::: Extracted text

Tuesday, September 20, 2011

The Vapors of Camelot


Today's subject is delicate.  We will be dealing here with friends, intimate history, how reality is lighted, or obscured.  You'll get the picture.

Last week excerpts from the tapes of a fairly extended interview Jacqueline Onassis gave Professor Arthur Schlesinger, Jr. in 1964 made it onto network television.  The drumbeat of publicity leading up to this feature on ABC indicated that this premature release of many of the tapes was the price Caroline Kennedy was willing to pay if the network would refrain from airing the miniseries on the Kennedys it had already scheduled.  The miniseries ultimately made it onto a secondary cable channel.  While tiptoeing around most of the more contested issues -- Vietnam, Cuba, the unconstitutional tactics of Bob Kennedy's Get-Hoffa Squad -- the miniseries did touch on a surprising amount of heretofore protected information -- how sick Jack Kennedy really was, his tendency to clutch in a crisis, his heedless and politically suicidal womanizing.  Like Joe Kennedy and Jackie Onassis before her, Caroline Kennedy seems to understand instinctively how important it remains to calcify the abiding mythology, to blow the right publicity trumpets.

::::::

* [What is asked]
- a) According to the post about the Kennedy tapes, in what year did Jacqueline Onassis give the interview to Professor Arthur Schlesinger, Jr.?
- b) From the post about the Kennedy tapes, reproduce word for word the passage that begins with "The Vapors of" and ends with "get the picture.".

::: Provided data

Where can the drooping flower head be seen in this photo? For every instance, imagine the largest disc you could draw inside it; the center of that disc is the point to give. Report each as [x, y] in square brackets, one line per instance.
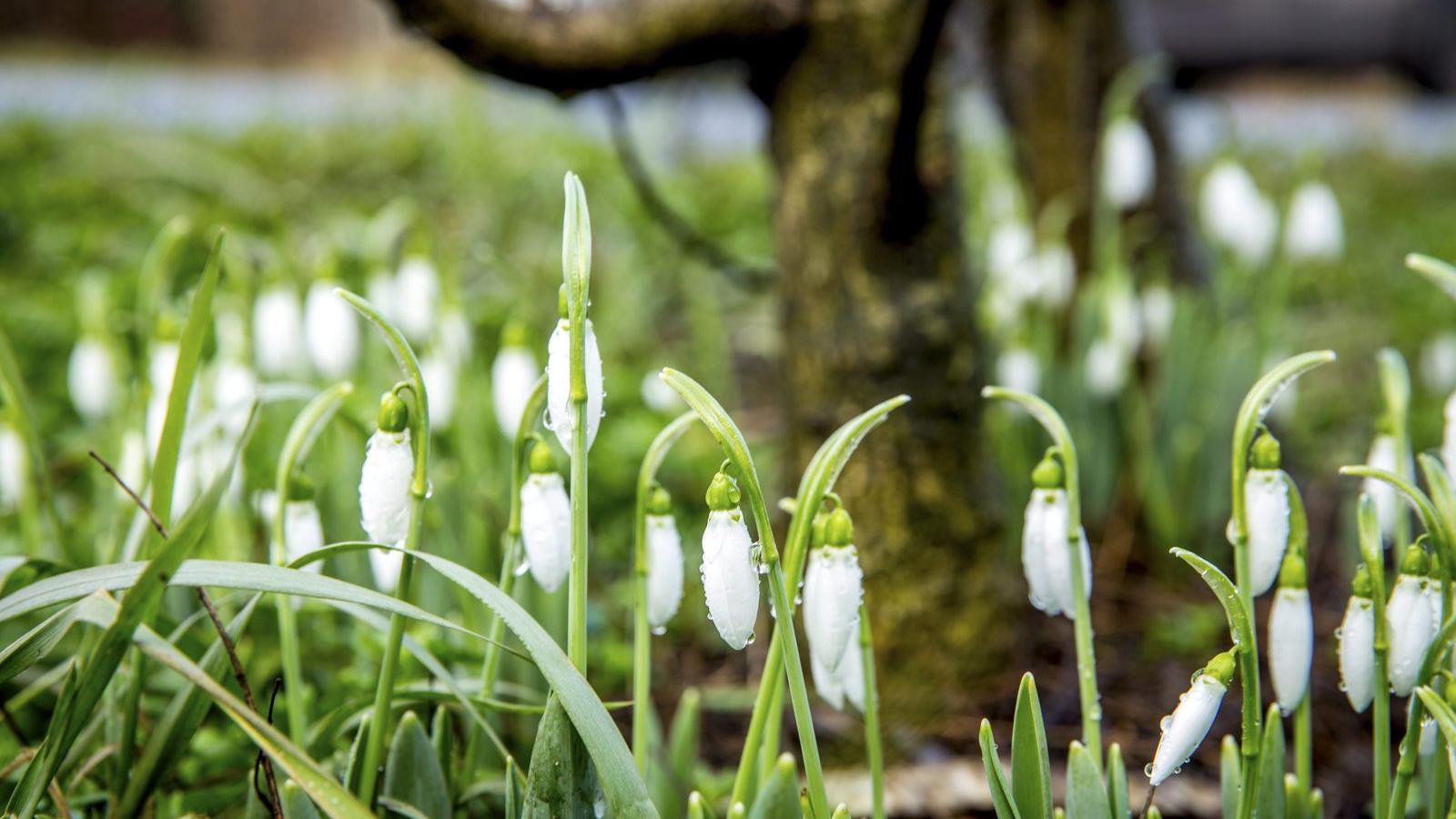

::::::

* [Solutions to the tasks]
- a) 1964

- b)
The Vapors of Camelot


Today's subject is delicate.  We will be dealing here with friends, intimate history, how reality is lighted, or obscured.  You'll get the picture.